# Given information
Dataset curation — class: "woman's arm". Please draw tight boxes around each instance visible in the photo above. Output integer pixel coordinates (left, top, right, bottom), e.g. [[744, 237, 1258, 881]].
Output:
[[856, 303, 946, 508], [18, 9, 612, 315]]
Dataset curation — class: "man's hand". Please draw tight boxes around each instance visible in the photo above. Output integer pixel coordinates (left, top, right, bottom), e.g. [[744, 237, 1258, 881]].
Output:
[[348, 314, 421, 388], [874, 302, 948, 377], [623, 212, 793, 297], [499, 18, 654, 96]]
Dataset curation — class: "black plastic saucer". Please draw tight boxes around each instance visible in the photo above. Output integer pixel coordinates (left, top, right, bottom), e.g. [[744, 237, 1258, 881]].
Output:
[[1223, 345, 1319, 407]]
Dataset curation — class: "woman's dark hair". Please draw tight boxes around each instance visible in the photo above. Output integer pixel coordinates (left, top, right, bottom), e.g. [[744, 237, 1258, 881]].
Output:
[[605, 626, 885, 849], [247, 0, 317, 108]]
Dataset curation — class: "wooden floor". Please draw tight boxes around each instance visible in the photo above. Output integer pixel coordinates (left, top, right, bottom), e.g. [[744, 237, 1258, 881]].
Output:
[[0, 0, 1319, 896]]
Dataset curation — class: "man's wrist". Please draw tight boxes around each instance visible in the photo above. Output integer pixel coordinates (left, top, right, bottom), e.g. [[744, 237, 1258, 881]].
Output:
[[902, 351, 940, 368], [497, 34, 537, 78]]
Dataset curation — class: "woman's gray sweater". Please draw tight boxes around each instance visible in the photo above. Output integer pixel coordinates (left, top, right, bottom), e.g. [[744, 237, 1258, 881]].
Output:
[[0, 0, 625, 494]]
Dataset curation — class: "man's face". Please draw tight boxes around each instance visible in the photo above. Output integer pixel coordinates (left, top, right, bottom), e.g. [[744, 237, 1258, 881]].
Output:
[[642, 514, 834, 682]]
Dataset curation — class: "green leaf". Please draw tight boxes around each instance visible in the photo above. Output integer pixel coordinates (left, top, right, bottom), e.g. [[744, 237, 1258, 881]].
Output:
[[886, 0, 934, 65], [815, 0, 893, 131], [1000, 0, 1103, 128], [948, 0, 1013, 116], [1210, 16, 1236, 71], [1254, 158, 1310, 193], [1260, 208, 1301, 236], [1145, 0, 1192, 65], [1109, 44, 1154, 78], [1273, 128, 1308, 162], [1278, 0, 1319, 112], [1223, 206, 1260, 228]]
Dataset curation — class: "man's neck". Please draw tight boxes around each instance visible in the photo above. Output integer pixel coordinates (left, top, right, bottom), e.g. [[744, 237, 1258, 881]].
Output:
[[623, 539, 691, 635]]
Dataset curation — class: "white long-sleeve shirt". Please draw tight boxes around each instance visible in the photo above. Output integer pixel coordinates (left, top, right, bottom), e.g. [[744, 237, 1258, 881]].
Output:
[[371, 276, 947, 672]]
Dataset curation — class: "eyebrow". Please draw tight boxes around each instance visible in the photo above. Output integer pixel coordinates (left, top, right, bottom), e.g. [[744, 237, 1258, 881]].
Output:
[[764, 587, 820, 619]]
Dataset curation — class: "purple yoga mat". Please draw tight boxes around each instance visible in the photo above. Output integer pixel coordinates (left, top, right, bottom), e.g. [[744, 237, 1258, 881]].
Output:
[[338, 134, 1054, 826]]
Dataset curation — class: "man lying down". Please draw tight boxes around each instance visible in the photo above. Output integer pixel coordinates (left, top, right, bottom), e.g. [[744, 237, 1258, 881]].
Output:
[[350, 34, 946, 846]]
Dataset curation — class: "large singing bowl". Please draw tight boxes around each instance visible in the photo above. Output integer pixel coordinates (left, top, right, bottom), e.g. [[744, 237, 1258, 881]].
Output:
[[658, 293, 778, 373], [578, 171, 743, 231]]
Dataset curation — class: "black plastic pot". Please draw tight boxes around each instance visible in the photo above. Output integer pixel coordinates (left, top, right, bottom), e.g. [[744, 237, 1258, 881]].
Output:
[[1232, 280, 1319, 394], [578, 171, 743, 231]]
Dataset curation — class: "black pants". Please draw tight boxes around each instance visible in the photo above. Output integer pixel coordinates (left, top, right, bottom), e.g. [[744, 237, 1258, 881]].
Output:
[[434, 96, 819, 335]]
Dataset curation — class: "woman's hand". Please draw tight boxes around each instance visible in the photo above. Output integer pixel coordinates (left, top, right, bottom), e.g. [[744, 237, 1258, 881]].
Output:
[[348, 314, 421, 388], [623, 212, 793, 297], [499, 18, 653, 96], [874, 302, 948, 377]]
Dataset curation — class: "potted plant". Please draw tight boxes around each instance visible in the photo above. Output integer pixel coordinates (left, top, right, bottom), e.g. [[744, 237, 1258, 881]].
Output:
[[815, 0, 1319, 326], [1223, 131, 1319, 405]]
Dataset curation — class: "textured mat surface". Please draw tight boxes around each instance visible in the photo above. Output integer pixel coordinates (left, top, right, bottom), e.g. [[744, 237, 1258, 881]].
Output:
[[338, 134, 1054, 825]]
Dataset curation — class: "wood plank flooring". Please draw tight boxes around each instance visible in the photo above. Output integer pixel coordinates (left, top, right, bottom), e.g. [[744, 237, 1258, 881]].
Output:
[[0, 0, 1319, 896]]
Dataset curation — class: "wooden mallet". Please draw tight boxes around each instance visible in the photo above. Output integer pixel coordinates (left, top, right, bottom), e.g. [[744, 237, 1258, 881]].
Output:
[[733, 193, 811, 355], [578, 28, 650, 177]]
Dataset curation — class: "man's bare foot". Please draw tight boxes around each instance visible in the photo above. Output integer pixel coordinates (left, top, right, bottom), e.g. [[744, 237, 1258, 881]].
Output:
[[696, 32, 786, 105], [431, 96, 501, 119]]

# What you should do
How many lines in the records above contain the string "plastic" with matching case? Reply with the number alone.

# Full answer
2